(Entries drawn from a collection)
BEGIN
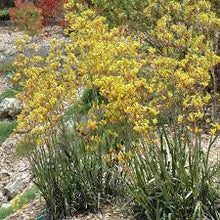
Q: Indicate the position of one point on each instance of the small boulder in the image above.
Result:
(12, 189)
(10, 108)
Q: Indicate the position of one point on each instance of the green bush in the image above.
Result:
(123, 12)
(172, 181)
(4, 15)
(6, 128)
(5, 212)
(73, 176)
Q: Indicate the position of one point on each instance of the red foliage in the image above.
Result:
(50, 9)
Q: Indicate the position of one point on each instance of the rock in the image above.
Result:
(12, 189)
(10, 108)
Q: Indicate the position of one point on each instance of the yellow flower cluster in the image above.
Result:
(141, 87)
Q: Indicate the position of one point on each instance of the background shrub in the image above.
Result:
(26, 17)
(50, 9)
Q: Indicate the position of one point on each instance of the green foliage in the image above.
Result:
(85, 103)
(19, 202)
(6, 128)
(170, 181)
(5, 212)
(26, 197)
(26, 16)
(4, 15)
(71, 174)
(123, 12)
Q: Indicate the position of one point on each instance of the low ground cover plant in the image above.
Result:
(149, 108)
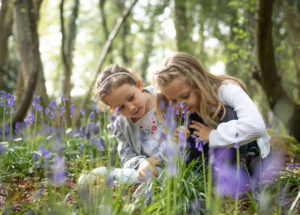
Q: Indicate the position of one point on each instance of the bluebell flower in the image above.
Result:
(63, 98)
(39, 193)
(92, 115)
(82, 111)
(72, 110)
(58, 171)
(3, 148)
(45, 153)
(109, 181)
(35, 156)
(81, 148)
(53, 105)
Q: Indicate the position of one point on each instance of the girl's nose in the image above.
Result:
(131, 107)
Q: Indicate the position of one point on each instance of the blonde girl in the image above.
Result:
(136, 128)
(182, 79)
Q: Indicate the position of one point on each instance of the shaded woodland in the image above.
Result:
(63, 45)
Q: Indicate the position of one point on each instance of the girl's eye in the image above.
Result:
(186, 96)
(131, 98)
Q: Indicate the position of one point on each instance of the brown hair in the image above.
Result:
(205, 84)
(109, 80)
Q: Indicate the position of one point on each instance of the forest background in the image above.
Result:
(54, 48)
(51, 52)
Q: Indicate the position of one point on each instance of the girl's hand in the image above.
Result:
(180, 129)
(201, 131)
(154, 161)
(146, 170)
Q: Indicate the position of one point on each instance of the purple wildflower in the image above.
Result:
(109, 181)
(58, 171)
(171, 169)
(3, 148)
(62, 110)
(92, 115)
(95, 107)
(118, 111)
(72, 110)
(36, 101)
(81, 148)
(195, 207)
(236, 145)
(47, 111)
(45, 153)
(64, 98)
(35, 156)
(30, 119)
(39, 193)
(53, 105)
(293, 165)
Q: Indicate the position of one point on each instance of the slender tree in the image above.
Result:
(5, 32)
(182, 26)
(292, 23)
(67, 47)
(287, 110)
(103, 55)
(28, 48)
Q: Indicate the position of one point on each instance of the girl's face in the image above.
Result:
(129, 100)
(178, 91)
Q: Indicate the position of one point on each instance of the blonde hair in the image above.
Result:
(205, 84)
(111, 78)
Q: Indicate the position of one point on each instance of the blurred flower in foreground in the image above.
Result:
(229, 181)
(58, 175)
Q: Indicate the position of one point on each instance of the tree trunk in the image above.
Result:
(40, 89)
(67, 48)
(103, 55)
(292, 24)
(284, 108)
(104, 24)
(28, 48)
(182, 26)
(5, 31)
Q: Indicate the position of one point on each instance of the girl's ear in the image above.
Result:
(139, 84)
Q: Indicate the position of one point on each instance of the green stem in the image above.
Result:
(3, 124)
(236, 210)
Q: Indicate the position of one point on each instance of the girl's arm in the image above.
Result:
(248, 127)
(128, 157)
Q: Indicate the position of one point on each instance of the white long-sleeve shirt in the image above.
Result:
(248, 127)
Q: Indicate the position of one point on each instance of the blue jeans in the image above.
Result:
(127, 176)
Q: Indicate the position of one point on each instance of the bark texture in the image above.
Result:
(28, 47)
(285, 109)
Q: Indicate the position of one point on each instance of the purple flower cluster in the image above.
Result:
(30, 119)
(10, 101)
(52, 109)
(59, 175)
END
BEGIN
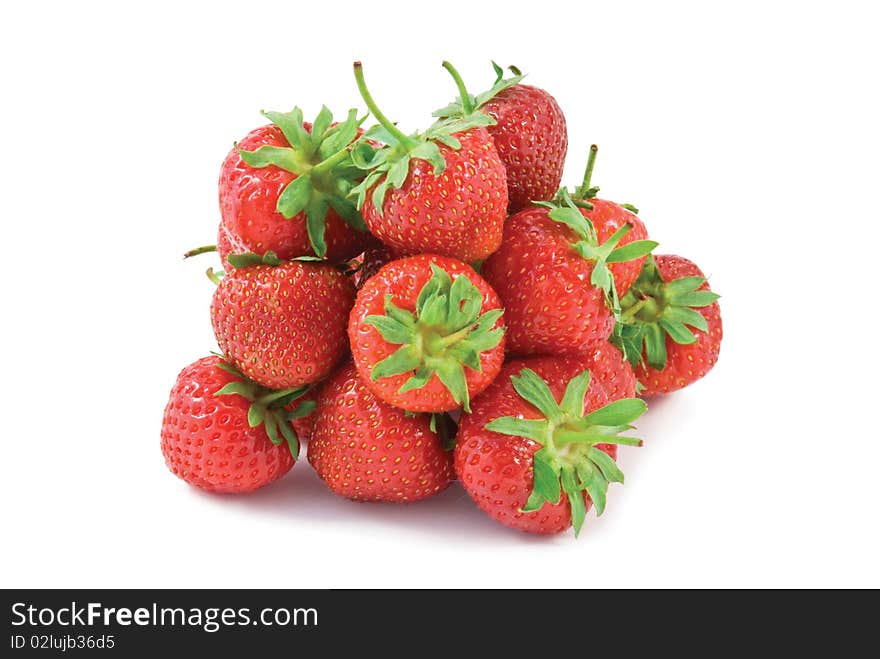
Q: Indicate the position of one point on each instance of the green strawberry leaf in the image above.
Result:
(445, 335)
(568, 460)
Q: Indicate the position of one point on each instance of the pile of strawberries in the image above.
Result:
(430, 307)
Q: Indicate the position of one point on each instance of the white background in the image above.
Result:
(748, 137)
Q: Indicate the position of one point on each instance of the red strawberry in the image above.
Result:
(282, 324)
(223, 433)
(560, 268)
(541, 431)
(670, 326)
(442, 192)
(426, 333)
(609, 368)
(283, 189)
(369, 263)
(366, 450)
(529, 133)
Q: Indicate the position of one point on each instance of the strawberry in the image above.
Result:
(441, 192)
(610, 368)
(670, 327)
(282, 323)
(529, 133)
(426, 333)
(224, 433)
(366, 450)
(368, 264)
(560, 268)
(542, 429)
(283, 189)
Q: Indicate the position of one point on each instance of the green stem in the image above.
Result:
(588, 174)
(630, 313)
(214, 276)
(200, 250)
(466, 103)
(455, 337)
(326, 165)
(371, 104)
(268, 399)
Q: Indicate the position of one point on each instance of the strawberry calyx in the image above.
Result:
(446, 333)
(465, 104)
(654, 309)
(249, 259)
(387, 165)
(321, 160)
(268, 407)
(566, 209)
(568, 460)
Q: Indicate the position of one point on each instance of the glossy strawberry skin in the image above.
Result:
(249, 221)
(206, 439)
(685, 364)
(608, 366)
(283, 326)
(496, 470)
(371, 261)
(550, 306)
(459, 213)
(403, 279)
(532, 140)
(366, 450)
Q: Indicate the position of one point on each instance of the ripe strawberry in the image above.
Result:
END
Work to do:
Can you return each line in the items above that contains the word "blonde"?

Answer for this exercise:
Q: Indicate the position of one point on each instance of the blonde girl in the image above.
Q: Indicate the position of one point on each instance of the blonde hair in the image above.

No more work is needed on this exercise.